• [THE REQUEST] Extract every line of the records that contains the word "spoked". List those lines in the order they appear.

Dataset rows
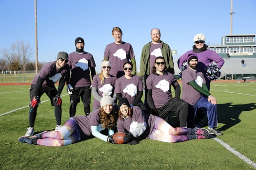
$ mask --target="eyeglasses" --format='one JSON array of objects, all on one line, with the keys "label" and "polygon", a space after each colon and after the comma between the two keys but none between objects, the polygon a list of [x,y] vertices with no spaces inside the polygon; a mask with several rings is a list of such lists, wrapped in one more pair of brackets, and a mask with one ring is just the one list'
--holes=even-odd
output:
[{"label": "eyeglasses", "polygon": [[163,61],[162,62],[156,62],[156,63],[157,64],[157,65],[158,66],[160,65],[160,64],[161,64],[162,65],[163,65],[165,64],[165,62],[164,61]]},{"label": "eyeglasses", "polygon": [[124,69],[125,71],[126,71],[126,70],[127,70],[127,69],[129,69],[129,70],[130,71],[132,71],[132,69],[133,69],[133,68],[123,68],[123,69]]},{"label": "eyeglasses", "polygon": [[110,66],[102,66],[103,69],[105,69],[106,68],[108,68],[108,69],[111,68]]},{"label": "eyeglasses", "polygon": [[199,44],[199,43],[203,44],[204,43],[204,41],[196,41],[196,44]]},{"label": "eyeglasses", "polygon": [[60,58],[60,61],[61,61],[61,62],[64,61],[65,63],[67,63],[68,61],[68,60],[65,60],[65,59],[63,59],[63,58]]}]

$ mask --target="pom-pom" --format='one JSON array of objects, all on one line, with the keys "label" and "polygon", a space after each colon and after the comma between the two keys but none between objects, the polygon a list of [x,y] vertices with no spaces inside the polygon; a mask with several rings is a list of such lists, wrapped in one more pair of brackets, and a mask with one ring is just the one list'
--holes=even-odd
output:
[{"label": "pom-pom", "polygon": [[217,79],[220,76],[220,71],[218,66],[213,64],[209,64],[205,68],[206,75],[211,80]]}]

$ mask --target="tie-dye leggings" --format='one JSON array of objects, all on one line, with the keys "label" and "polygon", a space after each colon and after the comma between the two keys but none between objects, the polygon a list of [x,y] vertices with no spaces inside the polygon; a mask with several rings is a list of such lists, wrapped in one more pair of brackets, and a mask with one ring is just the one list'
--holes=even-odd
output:
[{"label": "tie-dye leggings", "polygon": [[[193,129],[189,129],[182,127],[174,128],[164,119],[158,117],[156,119],[155,127],[150,138],[165,142],[183,142],[189,140],[187,135],[189,131],[193,132]],[[195,133],[193,133],[194,134],[191,135],[195,136]]]},{"label": "tie-dye leggings", "polygon": [[61,146],[79,142],[80,133],[76,120],[70,118],[59,131],[46,132],[42,139],[38,139],[37,144],[49,146]]}]

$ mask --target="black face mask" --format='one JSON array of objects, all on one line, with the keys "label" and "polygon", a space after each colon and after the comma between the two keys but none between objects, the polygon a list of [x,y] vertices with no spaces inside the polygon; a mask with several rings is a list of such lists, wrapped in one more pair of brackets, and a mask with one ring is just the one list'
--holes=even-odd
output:
[{"label": "black face mask", "polygon": [[77,47],[76,47],[76,51],[78,52],[83,52],[83,48],[81,49],[79,49]]}]

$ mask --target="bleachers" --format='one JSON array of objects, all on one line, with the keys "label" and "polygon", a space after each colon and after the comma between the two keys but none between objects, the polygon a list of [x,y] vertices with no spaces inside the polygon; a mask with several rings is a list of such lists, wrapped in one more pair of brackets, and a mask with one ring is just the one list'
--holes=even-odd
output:
[{"label": "bleachers", "polygon": [[[244,59],[245,65],[242,67],[241,61]],[[220,71],[221,74],[256,74],[256,58],[224,59],[225,63]],[[180,72],[177,65],[178,59],[174,58],[174,69],[175,75],[178,75]]]}]

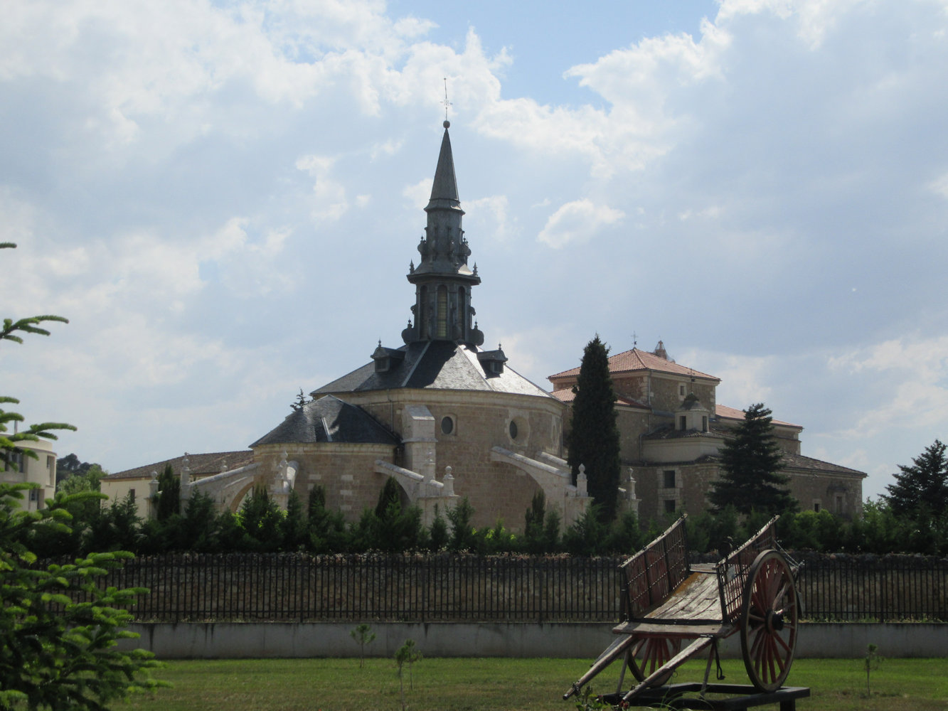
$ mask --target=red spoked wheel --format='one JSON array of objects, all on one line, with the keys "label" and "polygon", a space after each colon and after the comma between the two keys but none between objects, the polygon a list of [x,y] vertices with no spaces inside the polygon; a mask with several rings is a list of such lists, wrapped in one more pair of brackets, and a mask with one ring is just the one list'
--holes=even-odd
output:
[{"label": "red spoked wheel", "polygon": [[740,651],[751,684],[760,691],[783,685],[796,648],[796,585],[779,552],[764,551],[744,584]]},{"label": "red spoked wheel", "polygon": [[[668,660],[681,650],[682,640],[679,637],[636,636],[632,646],[629,647],[626,661],[632,676],[644,682],[653,672],[665,666]],[[649,685],[662,686],[674,673],[675,669],[669,668]]]}]

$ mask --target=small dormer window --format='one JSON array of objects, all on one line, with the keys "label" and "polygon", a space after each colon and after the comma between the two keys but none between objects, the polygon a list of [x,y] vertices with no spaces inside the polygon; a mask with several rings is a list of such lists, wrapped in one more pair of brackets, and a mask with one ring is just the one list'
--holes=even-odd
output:
[{"label": "small dormer window", "polygon": [[382,341],[378,341],[378,347],[372,354],[372,359],[375,361],[375,373],[388,373],[405,359],[405,351],[386,348],[382,345]]}]

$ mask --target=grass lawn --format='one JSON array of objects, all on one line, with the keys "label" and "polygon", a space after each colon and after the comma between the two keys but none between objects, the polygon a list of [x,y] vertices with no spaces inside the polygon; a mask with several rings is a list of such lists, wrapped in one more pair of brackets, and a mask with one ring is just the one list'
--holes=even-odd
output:
[{"label": "grass lawn", "polygon": [[[588,659],[423,659],[405,671],[405,702],[410,711],[574,711],[561,701],[589,667]],[[887,659],[872,672],[866,695],[861,659],[797,660],[788,685],[810,686],[800,711],[948,711],[948,659]],[[722,660],[726,682],[748,684],[740,660]],[[618,673],[618,665],[613,665]],[[613,691],[611,667],[593,680],[596,691]],[[680,667],[673,682],[701,681],[704,662]],[[712,672],[713,675],[713,672]],[[400,711],[398,676],[389,659],[266,659],[169,662],[159,679],[173,688],[138,695],[117,708],[142,711]],[[601,680],[601,681],[600,681]],[[598,683],[598,684],[597,684]],[[626,684],[628,688],[628,682]],[[758,708],[776,709],[777,706]]]}]

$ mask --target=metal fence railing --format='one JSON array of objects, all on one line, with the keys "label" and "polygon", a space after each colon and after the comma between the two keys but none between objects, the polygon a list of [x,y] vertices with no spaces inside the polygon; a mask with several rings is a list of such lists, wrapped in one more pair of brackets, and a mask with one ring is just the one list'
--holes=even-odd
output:
[{"label": "metal fence railing", "polygon": [[797,590],[812,620],[948,621],[948,559],[800,556]]},{"label": "metal fence railing", "polygon": [[[797,555],[806,619],[948,621],[948,559]],[[168,554],[110,571],[139,621],[613,622],[623,558]],[[52,561],[49,561],[52,562]],[[60,561],[61,562],[61,561]]]}]

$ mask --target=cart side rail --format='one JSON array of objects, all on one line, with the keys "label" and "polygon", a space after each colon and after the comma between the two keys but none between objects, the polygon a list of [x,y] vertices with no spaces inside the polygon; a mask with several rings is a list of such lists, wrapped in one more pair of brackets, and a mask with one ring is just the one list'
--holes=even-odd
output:
[{"label": "cart side rail", "polygon": [[776,522],[779,519],[779,516],[775,516],[746,543],[715,566],[718,587],[720,590],[720,607],[725,622],[733,623],[740,614],[744,585],[747,583],[747,575],[755,558],[761,551],[777,547]]},{"label": "cart side rail", "polygon": [[619,566],[622,619],[642,619],[688,576],[688,541],[683,515],[665,533]]}]

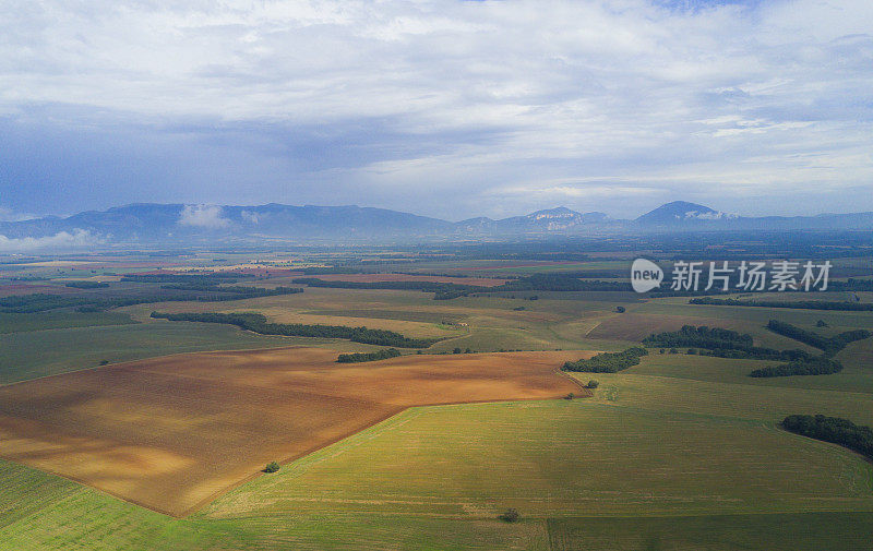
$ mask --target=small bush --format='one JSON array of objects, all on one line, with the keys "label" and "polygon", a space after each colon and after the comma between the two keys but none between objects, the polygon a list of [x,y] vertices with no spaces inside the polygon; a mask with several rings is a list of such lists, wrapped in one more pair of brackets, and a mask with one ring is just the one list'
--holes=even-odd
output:
[{"label": "small bush", "polygon": [[507,508],[506,511],[501,513],[500,516],[498,516],[498,518],[500,518],[504,523],[515,523],[519,518],[522,518],[522,515],[519,515],[518,512],[515,511],[514,508]]}]

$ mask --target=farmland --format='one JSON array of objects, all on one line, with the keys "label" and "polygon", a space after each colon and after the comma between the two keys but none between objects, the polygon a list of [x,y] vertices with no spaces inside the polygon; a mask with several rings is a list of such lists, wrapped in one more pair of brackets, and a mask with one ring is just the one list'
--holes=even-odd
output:
[{"label": "farmland", "polygon": [[[576,352],[576,355],[579,352]],[[210,352],[0,387],[0,455],[180,515],[288,459],[421,404],[581,392],[570,352],[395,358],[324,349]]]}]

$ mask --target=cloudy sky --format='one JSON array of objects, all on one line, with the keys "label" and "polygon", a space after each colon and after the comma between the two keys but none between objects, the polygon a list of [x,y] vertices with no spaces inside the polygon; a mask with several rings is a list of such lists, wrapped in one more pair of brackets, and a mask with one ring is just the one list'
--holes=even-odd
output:
[{"label": "cloudy sky", "polygon": [[870,0],[0,0],[0,219],[873,211]]}]

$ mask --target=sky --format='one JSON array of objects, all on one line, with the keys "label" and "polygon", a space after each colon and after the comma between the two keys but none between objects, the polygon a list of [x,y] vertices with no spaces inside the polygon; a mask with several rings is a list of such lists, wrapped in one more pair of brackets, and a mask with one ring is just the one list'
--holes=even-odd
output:
[{"label": "sky", "polygon": [[0,220],[873,211],[869,0],[0,0]]}]

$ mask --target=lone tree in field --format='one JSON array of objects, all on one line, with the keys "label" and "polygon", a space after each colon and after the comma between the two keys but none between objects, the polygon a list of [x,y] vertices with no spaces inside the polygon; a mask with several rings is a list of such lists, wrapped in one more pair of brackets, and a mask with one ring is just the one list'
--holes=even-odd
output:
[{"label": "lone tree in field", "polygon": [[518,512],[512,507],[507,508],[506,511],[501,513],[500,516],[498,516],[498,518],[500,518],[504,523],[514,523],[518,520],[521,517],[522,515],[519,515]]}]

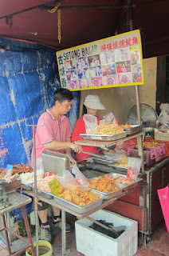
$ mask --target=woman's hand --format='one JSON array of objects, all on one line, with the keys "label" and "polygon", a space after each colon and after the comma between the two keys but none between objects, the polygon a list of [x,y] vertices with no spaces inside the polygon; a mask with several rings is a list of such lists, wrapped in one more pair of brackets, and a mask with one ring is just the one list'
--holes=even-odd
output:
[{"label": "woman's hand", "polygon": [[83,151],[82,147],[81,145],[77,145],[74,143],[71,143],[70,148],[75,152],[75,153],[81,153]]},{"label": "woman's hand", "polygon": [[70,162],[73,164],[73,166],[77,165],[77,161],[72,156],[69,156],[69,158],[70,158]]}]

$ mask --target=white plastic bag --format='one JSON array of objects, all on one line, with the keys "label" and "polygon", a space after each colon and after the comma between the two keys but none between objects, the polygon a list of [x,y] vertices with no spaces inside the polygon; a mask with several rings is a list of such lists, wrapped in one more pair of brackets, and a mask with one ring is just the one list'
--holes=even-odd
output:
[{"label": "white plastic bag", "polygon": [[115,118],[112,112],[108,113],[103,116],[104,119],[105,120],[106,123],[110,124],[116,124],[119,126],[119,122],[117,122],[117,119]]},{"label": "white plastic bag", "polygon": [[98,127],[97,118],[90,114],[84,114],[83,120],[85,124],[85,130],[87,134],[96,134]]},{"label": "white plastic bag", "polygon": [[77,165],[73,166],[72,174],[75,175],[75,178],[82,186],[89,186],[88,178],[81,172]]},{"label": "white plastic bag", "polygon": [[141,158],[128,158],[128,172],[127,177],[136,180],[140,174],[141,168]]},{"label": "white plastic bag", "polygon": [[64,170],[62,177],[59,178],[59,183],[70,191],[83,192],[84,190],[83,186],[81,185],[68,170]]}]

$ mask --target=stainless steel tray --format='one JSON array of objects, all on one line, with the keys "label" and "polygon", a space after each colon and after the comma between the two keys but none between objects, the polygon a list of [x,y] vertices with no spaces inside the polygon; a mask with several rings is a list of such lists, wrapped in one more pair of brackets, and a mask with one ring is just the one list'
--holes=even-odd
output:
[{"label": "stainless steel tray", "polygon": [[[34,183],[29,184],[29,186],[32,188],[33,191],[34,192]],[[44,192],[43,190],[40,189],[37,189],[37,194],[47,198],[47,199],[53,199],[53,194],[50,193]]]},{"label": "stainless steel tray", "polygon": [[100,163],[102,165],[106,165],[106,166],[108,166],[108,165],[111,165],[112,163],[115,163],[116,162],[116,161],[112,161],[112,160],[108,160],[108,159],[100,159],[99,158],[99,156],[97,158],[92,158],[92,160],[94,162],[96,162],[96,163]]},{"label": "stainless steel tray", "polygon": [[48,171],[62,176],[64,170],[71,171],[70,158],[66,154],[43,150],[41,158],[45,172]]},{"label": "stainless steel tray", "polygon": [[31,191],[32,187],[29,184],[21,183],[21,188],[25,190]]},{"label": "stainless steel tray", "polygon": [[114,170],[123,170],[123,171],[125,171],[126,173],[127,173],[127,171],[128,171],[128,168],[127,168],[127,167],[114,166],[113,163],[111,164],[111,165],[109,165],[108,166],[111,166],[111,167],[112,167]]},{"label": "stainless steel tray", "polygon": [[[127,175],[124,175],[124,174],[114,174],[114,173],[109,173],[109,175],[111,175],[112,177],[119,177],[119,176],[123,176],[123,177],[127,177]],[[133,182],[130,183],[130,184],[123,184],[124,185],[124,190],[131,190],[132,188],[135,187],[137,186],[138,182],[141,182],[143,180],[143,178],[137,178],[135,181],[133,181]],[[118,185],[120,183],[116,182]]]},{"label": "stainless steel tray", "polygon": [[[96,178],[93,178],[92,179],[96,179]],[[101,191],[99,191],[99,190],[94,190],[94,189],[91,189],[91,191],[95,191],[95,192],[97,192],[97,193],[100,193],[100,194],[104,195],[105,199],[110,199],[110,198],[115,198],[116,196],[120,194],[123,192],[123,190],[124,188],[124,185],[119,184],[119,183],[117,183],[117,184],[119,186],[119,189],[117,189],[116,190],[112,190],[112,191],[108,192],[108,193],[101,192]]]},{"label": "stainless steel tray", "polygon": [[128,135],[135,134],[141,131],[141,126],[132,125],[131,126],[131,128],[124,129],[124,130],[127,133]]},{"label": "stainless steel tray", "polygon": [[96,141],[115,141],[116,139],[123,138],[127,136],[127,133],[116,134],[113,135],[97,135],[97,134],[80,134],[80,136],[84,139],[91,139]]},{"label": "stainless steel tray", "polygon": [[[94,192],[95,193],[95,192]],[[88,212],[89,212],[90,210],[92,210],[94,209],[96,209],[96,207],[99,207],[103,200],[105,199],[105,196],[99,192],[97,192],[97,194],[100,194],[100,198],[87,205],[87,206],[77,206],[77,205],[75,205],[74,203],[72,203],[70,202],[68,202],[65,199],[62,199],[59,197],[56,197],[53,195],[53,200],[58,203],[58,205],[60,206],[65,206],[77,214],[86,214]]]}]

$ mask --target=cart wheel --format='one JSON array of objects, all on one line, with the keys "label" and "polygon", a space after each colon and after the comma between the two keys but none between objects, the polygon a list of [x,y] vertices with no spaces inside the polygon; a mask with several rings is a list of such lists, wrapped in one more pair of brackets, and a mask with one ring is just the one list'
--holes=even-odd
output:
[{"label": "cart wheel", "polygon": [[150,236],[146,234],[143,234],[143,242],[144,248],[146,248],[147,242],[149,242],[149,241],[151,241]]}]

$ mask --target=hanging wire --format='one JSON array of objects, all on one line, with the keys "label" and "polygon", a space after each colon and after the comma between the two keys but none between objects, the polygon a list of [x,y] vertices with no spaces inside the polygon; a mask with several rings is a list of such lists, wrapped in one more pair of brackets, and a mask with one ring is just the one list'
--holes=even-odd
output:
[{"label": "hanging wire", "polygon": [[52,10],[48,9],[48,12],[50,14],[53,14],[56,12],[56,10],[57,10],[57,14],[58,14],[58,15],[57,15],[57,29],[58,29],[57,38],[58,38],[59,43],[61,43],[61,10],[57,10],[59,6],[61,6],[61,3],[58,3],[57,5],[57,6],[55,6]]}]

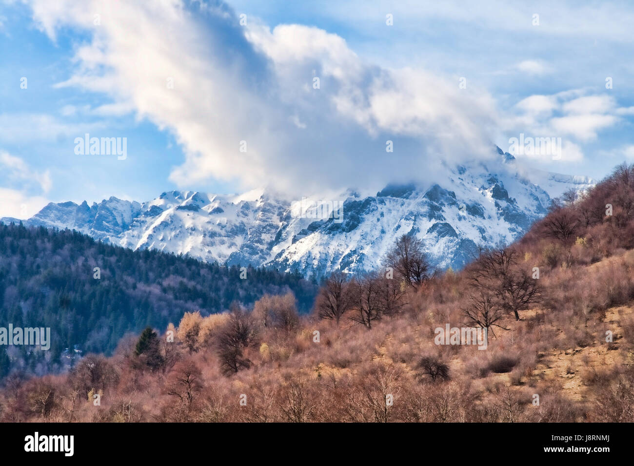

• [TASK RESULT]
$ mask --target=red spoked wheel --format='one JSON array of objects, all on one line, with the keys "label" and "polygon", a space after each colon and after the comma between the two keys but none between objects, the polygon a list of [x,y] vertices with no spaces inside the polygon; a mask with several rings is a list of such lists, wrapped in one more pair of brackets, and a mask with one ring is just the one list'
[{"label": "red spoked wheel", "polygon": [[740,651],[751,684],[760,691],[783,685],[796,648],[796,585],[779,552],[764,551],[744,584]]},{"label": "red spoked wheel", "polygon": [[[668,660],[681,650],[682,640],[679,637],[636,636],[632,646],[629,647],[626,661],[632,676],[644,682],[653,672],[665,666]],[[649,685],[662,686],[674,673],[675,669],[669,668]]]}]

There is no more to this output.